The records Block Start

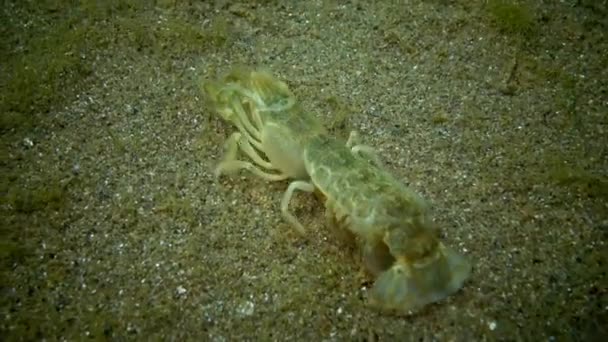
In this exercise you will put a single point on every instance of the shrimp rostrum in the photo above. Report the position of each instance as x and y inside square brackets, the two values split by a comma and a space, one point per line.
[273, 130]
[398, 240]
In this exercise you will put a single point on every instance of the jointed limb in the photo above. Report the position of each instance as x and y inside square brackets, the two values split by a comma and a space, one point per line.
[295, 185]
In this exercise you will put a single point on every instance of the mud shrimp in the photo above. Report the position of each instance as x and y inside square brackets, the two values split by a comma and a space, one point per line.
[399, 242]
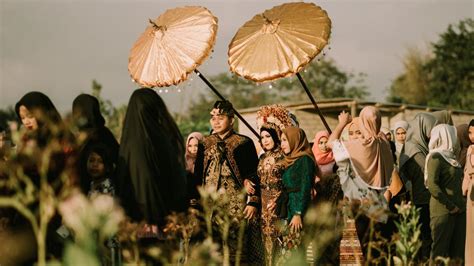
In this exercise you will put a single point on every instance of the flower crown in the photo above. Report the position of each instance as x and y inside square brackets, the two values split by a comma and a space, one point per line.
[273, 116]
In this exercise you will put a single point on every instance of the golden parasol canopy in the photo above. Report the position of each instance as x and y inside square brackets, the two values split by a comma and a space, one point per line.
[279, 42]
[172, 46]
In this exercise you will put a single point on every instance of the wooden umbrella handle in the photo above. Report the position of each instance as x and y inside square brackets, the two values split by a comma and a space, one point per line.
[314, 102]
[224, 99]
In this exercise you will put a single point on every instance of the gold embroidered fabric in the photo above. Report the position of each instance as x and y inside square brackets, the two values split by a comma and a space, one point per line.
[269, 173]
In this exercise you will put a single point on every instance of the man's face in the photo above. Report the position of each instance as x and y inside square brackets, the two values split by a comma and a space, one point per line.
[220, 123]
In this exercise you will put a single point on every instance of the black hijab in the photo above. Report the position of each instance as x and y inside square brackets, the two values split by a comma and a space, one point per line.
[151, 176]
[40, 106]
[89, 120]
[43, 110]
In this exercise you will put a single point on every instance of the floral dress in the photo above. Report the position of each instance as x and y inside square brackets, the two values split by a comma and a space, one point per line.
[270, 172]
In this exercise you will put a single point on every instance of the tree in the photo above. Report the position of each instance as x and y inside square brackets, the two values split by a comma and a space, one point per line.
[451, 71]
[412, 85]
[324, 78]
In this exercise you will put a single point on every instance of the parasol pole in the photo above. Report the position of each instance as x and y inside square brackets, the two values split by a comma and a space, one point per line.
[224, 99]
[314, 102]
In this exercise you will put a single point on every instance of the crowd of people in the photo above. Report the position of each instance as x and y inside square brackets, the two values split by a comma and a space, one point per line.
[153, 172]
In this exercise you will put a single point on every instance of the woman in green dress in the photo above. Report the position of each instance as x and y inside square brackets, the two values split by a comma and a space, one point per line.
[300, 170]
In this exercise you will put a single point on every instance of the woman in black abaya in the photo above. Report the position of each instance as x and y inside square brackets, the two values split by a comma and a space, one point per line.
[92, 131]
[151, 176]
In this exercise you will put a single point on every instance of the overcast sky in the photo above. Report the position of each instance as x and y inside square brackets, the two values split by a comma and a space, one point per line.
[59, 47]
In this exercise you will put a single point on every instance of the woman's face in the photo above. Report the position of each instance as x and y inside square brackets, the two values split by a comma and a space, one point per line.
[192, 146]
[95, 166]
[267, 140]
[285, 145]
[27, 118]
[354, 132]
[322, 144]
[400, 135]
[471, 134]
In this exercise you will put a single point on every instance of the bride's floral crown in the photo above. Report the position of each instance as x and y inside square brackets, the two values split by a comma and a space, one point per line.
[273, 116]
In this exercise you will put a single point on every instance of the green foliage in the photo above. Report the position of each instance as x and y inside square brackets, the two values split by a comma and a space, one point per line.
[452, 68]
[408, 242]
[324, 79]
[427, 80]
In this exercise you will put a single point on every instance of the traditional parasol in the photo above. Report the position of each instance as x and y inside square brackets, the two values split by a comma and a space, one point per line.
[172, 47]
[279, 43]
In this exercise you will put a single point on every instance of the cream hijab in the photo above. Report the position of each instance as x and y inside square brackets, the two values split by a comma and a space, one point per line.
[443, 141]
[299, 145]
[371, 156]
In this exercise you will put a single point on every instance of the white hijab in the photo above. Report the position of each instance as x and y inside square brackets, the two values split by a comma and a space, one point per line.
[443, 141]
[399, 146]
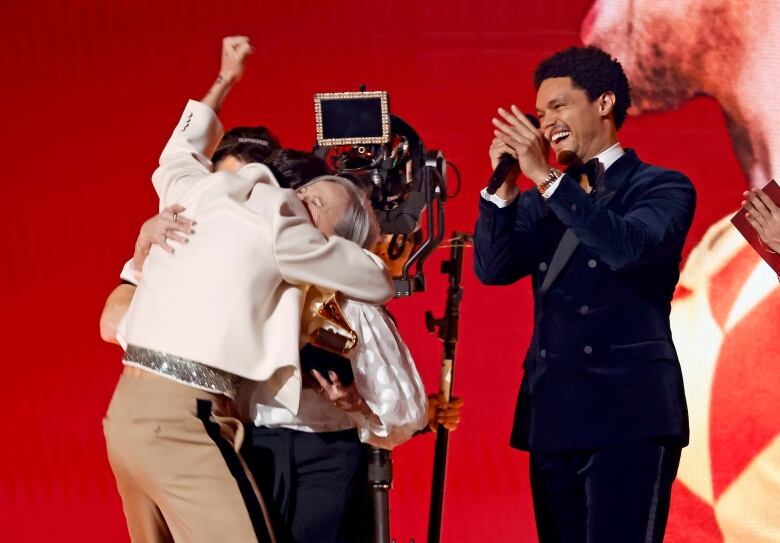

The records Block End

The lines to copy run from the line containing "of the traditional" through the end of the data above; copy exactly those, minus the pictures.

Written answer:
In this exercise you will put a single point on every instance of the traditional parasol in the photo above. Report the position of each instance as x and y inside square brackets, the two values split by a comma and a space, one point per line.
[172, 47]
[279, 43]
In this exercise you will put a single point on every instance of the cream hijab in the photo above. Report the position of each instance as x and y inside square brackets, the two values split by a comma and a space, one point per line.
[443, 141]
[299, 145]
[371, 156]
In this exercise you will put a single point on every instance of the white hijab in the photo above. Report the position of each instance as x and y inside square brackets, the two values split by a comma and a space, one point per line.
[443, 141]
[399, 146]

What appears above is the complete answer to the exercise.